* [WRITTEN TASK]: Reproduce the following material word for word, leaving out any pictures.

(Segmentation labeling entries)
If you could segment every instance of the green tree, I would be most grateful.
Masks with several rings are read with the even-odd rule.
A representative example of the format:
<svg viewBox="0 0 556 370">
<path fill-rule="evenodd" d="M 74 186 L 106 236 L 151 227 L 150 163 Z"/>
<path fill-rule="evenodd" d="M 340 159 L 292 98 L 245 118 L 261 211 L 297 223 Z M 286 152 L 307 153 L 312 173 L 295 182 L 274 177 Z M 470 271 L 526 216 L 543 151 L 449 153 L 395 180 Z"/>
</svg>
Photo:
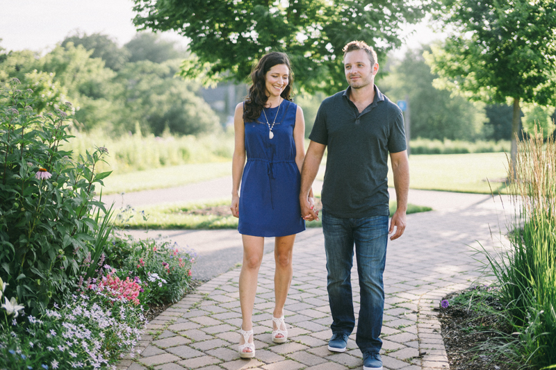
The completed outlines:
<svg viewBox="0 0 556 370">
<path fill-rule="evenodd" d="M 354 40 L 385 51 L 401 45 L 400 28 L 420 19 L 429 1 L 404 0 L 134 0 L 140 30 L 174 30 L 190 39 L 195 56 L 185 77 L 243 81 L 270 51 L 292 59 L 306 91 L 344 88 L 342 48 Z"/>
<path fill-rule="evenodd" d="M 394 101 L 409 96 L 411 137 L 469 141 L 484 138 L 489 128 L 484 124 L 484 104 L 432 86 L 438 76 L 431 73 L 423 57 L 424 50 L 430 49 L 423 47 L 409 50 L 377 85 Z"/>
<path fill-rule="evenodd" d="M 92 53 L 72 42 L 42 57 L 28 50 L 10 51 L 0 62 L 0 82 L 16 78 L 20 90 L 33 90 L 39 112 L 70 101 L 76 108 L 72 118 L 85 129 L 107 127 L 126 115 L 117 109 L 123 88 L 114 83 L 116 73 L 101 59 L 91 58 Z"/>
<path fill-rule="evenodd" d="M 140 32 L 124 45 L 129 53 L 130 62 L 150 60 L 162 63 L 170 59 L 185 58 L 186 53 L 176 48 L 176 42 L 165 40 L 156 33 Z"/>
<path fill-rule="evenodd" d="M 486 137 L 491 140 L 512 140 L 512 116 L 513 108 L 507 104 L 491 104 L 486 106 L 487 124 L 492 127 L 492 132 Z"/>
<path fill-rule="evenodd" d="M 179 62 L 142 60 L 126 65 L 118 76 L 126 84 L 124 101 L 129 112 L 122 128 L 133 131 L 138 123 L 142 132 L 157 135 L 165 131 L 198 135 L 220 128 L 218 116 L 199 95 L 198 84 L 174 77 Z"/>
<path fill-rule="evenodd" d="M 452 34 L 425 56 L 437 86 L 488 103 L 513 103 L 512 158 L 520 103 L 556 99 L 556 3 L 554 0 L 439 0 L 436 17 Z"/>
<path fill-rule="evenodd" d="M 130 56 L 127 49 L 120 48 L 110 36 L 99 33 L 87 35 L 77 32 L 64 39 L 61 46 L 66 47 L 70 42 L 75 47 L 83 45 L 86 50 L 92 51 L 91 58 L 100 58 L 104 60 L 105 66 L 113 71 L 121 69 Z"/>
</svg>

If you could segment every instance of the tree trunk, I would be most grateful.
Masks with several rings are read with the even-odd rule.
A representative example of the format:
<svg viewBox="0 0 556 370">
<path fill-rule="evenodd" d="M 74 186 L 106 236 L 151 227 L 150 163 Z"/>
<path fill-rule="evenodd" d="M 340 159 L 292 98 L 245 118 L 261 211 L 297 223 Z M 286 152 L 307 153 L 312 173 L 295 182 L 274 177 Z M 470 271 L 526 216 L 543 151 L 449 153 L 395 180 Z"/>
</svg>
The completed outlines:
<svg viewBox="0 0 556 370">
<path fill-rule="evenodd" d="M 517 157 L 517 140 L 519 135 L 519 120 L 521 110 L 519 109 L 519 98 L 514 98 L 514 114 L 512 117 L 512 167 L 516 168 Z M 516 171 L 513 171 L 514 178 Z M 515 178 L 514 178 L 515 180 Z"/>
</svg>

* [ANSWER TO THE EXERCISE]:
If you could segment every instance of the green tree, I would be most grateful.
Masks with several rings are read with the even-odd rule.
A representative example of the format:
<svg viewBox="0 0 556 370">
<path fill-rule="evenodd" d="M 74 186 L 106 236 L 151 227 L 150 163 Z"/>
<path fill-rule="evenodd" d="M 340 159 L 292 98 L 245 118 L 261 211 L 297 223 Z M 286 152 L 307 153 L 312 173 L 295 182 L 274 177 Z M 470 271 L 526 216 L 543 151 L 449 153 L 395 180 Z"/>
</svg>
Photo:
The completed outlines:
<svg viewBox="0 0 556 370">
<path fill-rule="evenodd" d="M 354 40 L 385 51 L 401 45 L 400 28 L 420 19 L 429 1 L 404 0 L 134 0 L 140 30 L 174 30 L 190 39 L 195 56 L 185 77 L 243 81 L 270 51 L 292 59 L 306 91 L 344 88 L 342 48 Z"/>
<path fill-rule="evenodd" d="M 394 101 L 409 96 L 411 137 L 469 141 L 484 138 L 489 128 L 484 124 L 484 104 L 432 86 L 438 76 L 431 73 L 423 57 L 424 50 L 430 49 L 423 47 L 409 50 L 377 85 Z"/>
<path fill-rule="evenodd" d="M 92 53 L 72 42 L 42 57 L 28 50 L 10 51 L 0 62 L 0 82 L 16 78 L 20 90 L 33 90 L 39 112 L 70 101 L 76 108 L 72 118 L 85 129 L 107 127 L 126 115 L 117 109 L 123 88 L 114 83 L 116 73 L 101 59 L 91 58 Z"/>
<path fill-rule="evenodd" d="M 140 32 L 124 45 L 129 53 L 130 62 L 150 60 L 162 63 L 170 59 L 185 58 L 186 53 L 176 48 L 176 42 L 165 40 L 156 33 Z"/>
<path fill-rule="evenodd" d="M 486 137 L 491 140 L 512 140 L 512 116 L 513 108 L 507 104 L 491 104 L 486 106 L 487 124 L 492 127 L 492 132 Z"/>
<path fill-rule="evenodd" d="M 179 62 L 142 60 L 126 65 L 118 76 L 126 84 L 124 101 L 129 112 L 122 128 L 133 131 L 138 123 L 142 132 L 157 135 L 165 131 L 198 135 L 220 128 L 218 116 L 199 95 L 198 84 L 174 77 Z"/>
<path fill-rule="evenodd" d="M 452 34 L 425 56 L 437 86 L 488 103 L 513 103 L 512 158 L 520 103 L 556 99 L 556 3 L 554 0 L 439 0 L 436 17 Z"/>
<path fill-rule="evenodd" d="M 130 56 L 127 49 L 120 48 L 110 36 L 99 33 L 87 35 L 77 32 L 64 39 L 61 46 L 66 47 L 70 42 L 75 47 L 83 45 L 86 50 L 92 51 L 91 58 L 100 58 L 104 60 L 105 66 L 113 71 L 121 69 Z"/>
</svg>

If you could segment every instance of the tree trunk, I would be most grateful.
Masks with several rings are read with the even-odd rule.
A representative example of the format:
<svg viewBox="0 0 556 370">
<path fill-rule="evenodd" d="M 74 186 L 106 236 L 151 227 L 150 163 Z"/>
<path fill-rule="evenodd" d="M 340 159 L 292 98 L 245 118 L 261 211 L 297 223 Z M 286 152 L 307 153 L 312 173 L 295 182 L 274 177 Z M 470 271 L 526 216 L 543 151 L 449 153 L 395 180 Z"/>
</svg>
The completed outlines:
<svg viewBox="0 0 556 370">
<path fill-rule="evenodd" d="M 517 157 L 517 140 L 519 135 L 519 120 L 521 110 L 519 109 L 519 98 L 514 98 L 514 114 L 512 117 L 512 167 L 516 168 Z M 516 171 L 513 171 L 514 178 Z M 515 178 L 514 178 L 515 180 Z"/>
</svg>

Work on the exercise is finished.